## Document passage
The Nguni is a cattle breed indigenous to Southern Africa. A hybrid of different Indian and later European cattle breeds, they were introduced by pastoralist tribes ancestral to modern Nguni people to Southern Africa during their migration from the North of the continent. 

The cattle breed is medium-sized and adapted to grazing on the highveld.

Characteristics
Nguni cattle are known for their fertility and resistance to diseases, being the favourite breed amongst the local Bantu-speaking people of southern Africa (South Africa, Eswatini, Namibia, Zimbabwe, Botswana, and Angola). They are characterised by their multicoloured skin, which can present many different patterns, but their noses are always black-tipped. 

They are a principal form of Sanga cattle, which originated as hybrids of Zebu and humpless cattle in East Africa. DNA analyses have confirmed that they are a combination of Bos indicus and Bos taurus, that is a combination of different Zebu and European cattle breeds.

## Supplied entries

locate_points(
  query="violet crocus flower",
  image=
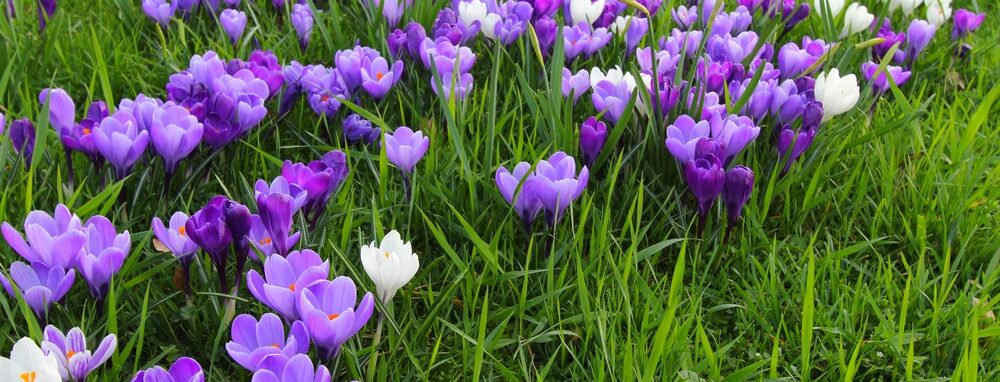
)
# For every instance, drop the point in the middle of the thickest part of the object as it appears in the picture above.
--
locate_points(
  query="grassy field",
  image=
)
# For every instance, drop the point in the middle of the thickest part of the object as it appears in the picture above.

## Activity
Continue the passage on Nguni cattle, starting after its final sentence. The entries above come from a source separate from the passage on Nguni cattle.

## Exercise output
They are characterised by low cervicothoracic humps, in front of the front legs, instead of the high thoracic humps of pure Zebu. Besides the various colour patterns, these animals present a variety of horn shapes. 

All different combinations were catalogued in the beginning of the century by a South African herdmaster. This work inspired the Nguni Cattle Register, a compilation of terms to describe in full a Nguni cow or bull. The cattle are medium-sized, with bulls weighing between 500 and 600 kg, while cows weigh between 300 and 400 kg.

Origins
The ancestors of Nguni cattle were brought by ancestors of Nguni (Zulu, Xhosa, Ndebele, Swazi people, etc.), during their postulated migration to the south of Africa.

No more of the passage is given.